She cited the May 24, 2011, bludgeoning death of Donald Lawson, 58, of Martinsville, as an example. Lawson’s former stepson, Kenneth Brian Smith, 42, of Martinsville, pleaded guilty in July to the killing. According to court records, Lawson was killed because Smith wanted money so that he and his girlfriend could leave Martinsville.
Smith will spend the rest of his life in prison, and Alexander was sentenced to 25 years in prison, according to previous reports.
“How do you take an ax and hack somebody to death,” Ziglar asked. She added that while society finds his actions repulsive, Smith “is just as sane as anybody.”
Larry Traylor, spokesman for the Virginia Department of Corrections, said about 15 percent of state inmates are considered mentally ill.
That number is significantly lower than figures released in mid-2005 in a special report by the Bureau of Justice Statistics, which is the statistical agency of the U.S. Department of Justice. Based on data from personal interviews with state and federal prisoners in 2004 and local jail inmates in 2002, that report concluded that more than half of all prison and jail inmates had a mental health problem. Those with mental health issues include 705,600 inmates in state prisons, 70,200 in federal prisons, and 479,900 in local jails, the report stated.
Those numbers are significantly higher because inmates with substance/drug abuse are counted as having mental health issues, suggested Jim Tobin, director of Piedmont Community Services.
In Virginia, the number of inmates with mental health issues is fairly static, Tobin said, for two basic reasons.
“One is the idea that some people with a mental illness engage in criminal behavior and need to be in jail,” Tobin said. Second, “our society is not real good at dealing with people who are unpredictable” or those who exhibit risky behavior, “and there are some people that end up in our local jails because no one knows what to do with them.”

(Entries for pointing and labeling)
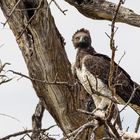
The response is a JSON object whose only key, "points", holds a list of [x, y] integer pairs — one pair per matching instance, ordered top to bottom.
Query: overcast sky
{"points": [[18, 98]]}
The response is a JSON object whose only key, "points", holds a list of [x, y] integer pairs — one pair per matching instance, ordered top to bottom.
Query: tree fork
{"points": [[43, 50]]}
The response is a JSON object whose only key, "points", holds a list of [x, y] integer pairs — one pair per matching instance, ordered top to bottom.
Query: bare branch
{"points": [[104, 10], [63, 11], [43, 81], [132, 95], [37, 119], [137, 125], [25, 132]]}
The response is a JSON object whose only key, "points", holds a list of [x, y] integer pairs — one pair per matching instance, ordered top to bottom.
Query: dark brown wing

» **DIRECTION**
Copy the full article on mental illness among inmates word for word. The entries have no connection to the article on mental illness among inmates.

» **ANSWER IN FULL**
She cited the May 24, 2011, bludgeoning death of Donald Lawson, 58, of Martinsville, as an example. Lawson’s former stepson, Kenneth Brian Smith, 42, of Martinsville, pleaded guilty in July to the killing. According to court records, Lawson was killed because Smith wanted money so that he and his girlfriend could leave Martinsville.
Smith will spend the rest of his life in prison, and Alexander was sentenced to 25 years in prison, according to previous reports.
“How do you take an ax and hack somebody to death,” Ziglar asked. She added that while society finds his actions repulsive, Smith “is just as sane as anybody.”
Larry Traylor, spokesman for the Virginia Department of Corrections, said about 15 percent of state inmates are considered mentally ill.
That number is significantly lower than figures released in mid-2005 in a special report by the Bureau of Justice Statistics, which is the statistical agency of the U.S. Department of Justice. Based on data from personal interviews with state and federal prisoners in 2004 and local jail inmates in 2002, that report concluded that more than half of all prison and jail inmates had a mental health problem. Those with mental health issues include 705,600 inmates in state prisons, 70,200 in federal prisons, and 479,900 in local jails, the report stated.
Those numbers are significantly higher because inmates with substance/drug abuse are counted as having mental health issues, suggested Jim Tobin, director of Piedmont Community Services.
In Virginia, the number of inmates with mental health issues is fairly static, Tobin said, for two basic reasons.
“One is the idea that some people with a mental illness engage in criminal behavior and need to be in jail,” Tobin said. Second, “our society is not real good at dealing with people who are unpredictable” or those who exhibit risky behavior, “and there are some people that end up in our local jails because no one knows what to do with them.”